> Goal of the exercise: Starting at the line containing "Please spot the dirt" and continuing through the end of the items, copy every line, requests included, adding 82 to each coordinate in the answers.

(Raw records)
○ ○ ○ ○ ○

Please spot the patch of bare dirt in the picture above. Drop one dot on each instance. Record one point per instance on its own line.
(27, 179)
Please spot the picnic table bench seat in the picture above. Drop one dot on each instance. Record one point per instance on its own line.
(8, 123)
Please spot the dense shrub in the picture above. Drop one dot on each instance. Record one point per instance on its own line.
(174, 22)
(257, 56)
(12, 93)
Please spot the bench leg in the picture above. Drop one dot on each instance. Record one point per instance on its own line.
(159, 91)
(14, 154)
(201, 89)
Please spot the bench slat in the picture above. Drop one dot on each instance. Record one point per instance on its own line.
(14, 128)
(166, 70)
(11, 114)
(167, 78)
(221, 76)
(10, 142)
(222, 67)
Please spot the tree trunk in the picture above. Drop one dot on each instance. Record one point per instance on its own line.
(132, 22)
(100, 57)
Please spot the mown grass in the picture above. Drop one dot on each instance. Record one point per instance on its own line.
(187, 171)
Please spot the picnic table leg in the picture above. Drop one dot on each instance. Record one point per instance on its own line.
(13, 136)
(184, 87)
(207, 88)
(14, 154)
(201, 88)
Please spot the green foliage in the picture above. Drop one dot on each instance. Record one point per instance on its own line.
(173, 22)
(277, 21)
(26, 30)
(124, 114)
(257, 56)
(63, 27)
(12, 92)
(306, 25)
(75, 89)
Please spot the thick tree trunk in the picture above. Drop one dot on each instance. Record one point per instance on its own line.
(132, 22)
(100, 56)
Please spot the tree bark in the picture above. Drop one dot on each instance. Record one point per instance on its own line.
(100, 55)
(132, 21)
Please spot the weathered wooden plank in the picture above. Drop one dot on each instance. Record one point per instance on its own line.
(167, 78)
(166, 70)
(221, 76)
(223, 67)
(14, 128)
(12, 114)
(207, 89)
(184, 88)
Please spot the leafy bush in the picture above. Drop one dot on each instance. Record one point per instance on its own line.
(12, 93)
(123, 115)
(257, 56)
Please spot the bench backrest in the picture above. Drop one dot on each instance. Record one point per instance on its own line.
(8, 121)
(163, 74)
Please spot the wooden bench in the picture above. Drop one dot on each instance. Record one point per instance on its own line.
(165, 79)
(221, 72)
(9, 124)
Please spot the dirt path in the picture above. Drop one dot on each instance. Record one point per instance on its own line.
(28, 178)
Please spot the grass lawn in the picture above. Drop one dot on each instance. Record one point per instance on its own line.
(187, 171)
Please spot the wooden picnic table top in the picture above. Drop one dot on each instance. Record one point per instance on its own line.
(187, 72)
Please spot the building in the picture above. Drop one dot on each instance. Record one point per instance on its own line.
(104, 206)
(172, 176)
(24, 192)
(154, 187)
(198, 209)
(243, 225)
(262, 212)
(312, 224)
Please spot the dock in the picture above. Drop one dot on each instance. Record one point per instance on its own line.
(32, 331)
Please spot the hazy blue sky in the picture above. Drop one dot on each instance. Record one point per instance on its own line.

○ ○ ○ ○ ○

> Output below:
Please spot the dirt path in the picture above. Drop one dot on each instance. Record one point per instance on its own line.
(110, 260)
Please spot the grass lawn in the picture above. Drop one dot on each instance. Record one point per instance on its own line.
(269, 253)
Please spot the wooden picnic table top in the picture above. Drop one dot on each instance. Record one point per instance on its own line.
(269, 154)
Please spot the building in the picture above. Drop one dot on each instance. Record one point per instance on its own line.
(186, 288)
(254, 258)
(106, 274)
(236, 269)
(280, 291)
(325, 307)
(344, 294)
(394, 306)
Please spot the dock in the picture above. Drop one dot on each instance. Record one point per instance on its own line.
(114, 413)
Please spot the hazy blue sky in the picture above. Drop one dot on each instance. Record one point per instance on its own line.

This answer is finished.